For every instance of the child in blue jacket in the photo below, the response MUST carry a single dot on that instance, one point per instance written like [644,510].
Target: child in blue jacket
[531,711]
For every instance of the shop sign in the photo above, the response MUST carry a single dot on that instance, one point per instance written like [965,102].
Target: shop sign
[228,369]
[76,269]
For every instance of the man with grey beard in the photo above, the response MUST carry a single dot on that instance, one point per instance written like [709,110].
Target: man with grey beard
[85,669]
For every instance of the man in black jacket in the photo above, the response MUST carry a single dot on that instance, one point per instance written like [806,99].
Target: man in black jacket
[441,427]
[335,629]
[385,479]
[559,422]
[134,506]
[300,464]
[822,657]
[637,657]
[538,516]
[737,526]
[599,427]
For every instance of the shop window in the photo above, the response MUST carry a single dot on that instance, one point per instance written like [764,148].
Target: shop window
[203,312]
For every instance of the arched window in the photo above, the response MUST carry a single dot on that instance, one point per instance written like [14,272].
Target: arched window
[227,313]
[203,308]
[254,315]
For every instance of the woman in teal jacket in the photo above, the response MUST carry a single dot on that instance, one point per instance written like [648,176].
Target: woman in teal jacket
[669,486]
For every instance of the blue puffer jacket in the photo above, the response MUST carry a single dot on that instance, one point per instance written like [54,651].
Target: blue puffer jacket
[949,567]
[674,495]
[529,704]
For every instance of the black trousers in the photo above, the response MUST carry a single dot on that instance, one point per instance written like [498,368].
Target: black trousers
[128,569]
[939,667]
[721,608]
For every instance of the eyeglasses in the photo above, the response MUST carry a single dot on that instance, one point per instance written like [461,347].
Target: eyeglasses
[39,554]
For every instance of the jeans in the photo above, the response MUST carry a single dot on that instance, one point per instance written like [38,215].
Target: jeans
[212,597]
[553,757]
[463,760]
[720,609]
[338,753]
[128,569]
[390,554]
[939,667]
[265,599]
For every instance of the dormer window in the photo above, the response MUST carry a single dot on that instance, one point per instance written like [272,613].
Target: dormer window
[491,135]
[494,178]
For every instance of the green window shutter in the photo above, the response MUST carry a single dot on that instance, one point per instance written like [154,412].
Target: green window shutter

________________________

Write out all of the entries above again, word for word, without changing anything.

**FINAL RESULT:**
For every instance of the child in blue jacket in the photo below, the response MUST carry a single dot on that instance, one point per instance written like [644,510].
Target: child in blue jacket
[531,711]
For every instance of the shop sign in the photo above, the response MUST carry a single dot on that instance, one point per instance written like [965,102].
Target: shop sign
[228,369]
[76,269]
For every instance of the man with grey beard in the photo above, the response MUST carry a single dot on that instance, one point per instance written like [709,110].
Target: man with grey beard
[85,669]
For every instance of the man in black jacket in the photo above, the response MUST carry a single dot on that instance, one point per instance written like [806,99].
Target: man in black jacket
[441,427]
[335,629]
[385,479]
[559,422]
[134,506]
[300,464]
[822,657]
[637,657]
[538,516]
[737,526]
[599,427]
For every instance of the shop window in the photo above, the response MUST carry a single dot on that instance, one point per instance written like [764,148].
Target: shop window
[203,312]
For every instance of the arched window in the photo above, the response MUST carry a single dot on that instance, one point per instance written like [14,272].
Target: arched window
[227,313]
[203,308]
[254,315]
For every instance of the woman in teal jacket in the photo above, the response MUST carry a single dot on that instance, one point per instance written like [648,176].
Target: woman in teal jacket
[669,486]
For every instance of the blue puffer jacket in the photo above, the response MUST carry a single dot on that instance, one point per instance written like [54,651].
Target: blue puffer jacket
[949,567]
[674,495]
[529,704]
For every instance of the black trousers in the photo above, the response MUST carry a single dot on that instance, one point per instance written like [498,368].
Target: black trousers
[128,569]
[939,667]
[721,608]
For every instance of the eyeglasses in the photo above, the response MUST carry a single dot on that instance, one point per instance written like [461,347].
Target: eyeglasses
[39,554]
For every instance of the jeans in the photo above, the response MUST carry a single dot on that instance, one point per instance written like [38,215].
Target: jeans
[212,597]
[553,757]
[463,760]
[720,609]
[338,753]
[128,569]
[390,554]
[939,667]
[265,599]
For every instance of the dormer window in the photo above, the response MUST carry a single dot on that instance, one point per instance written like [272,613].
Target: dormer window
[491,135]
[494,178]
For every instance of the green window shutter in the photo above, the response MUST carry a single dot on that instance, one point per instance written like [154,412].
Target: green window shutter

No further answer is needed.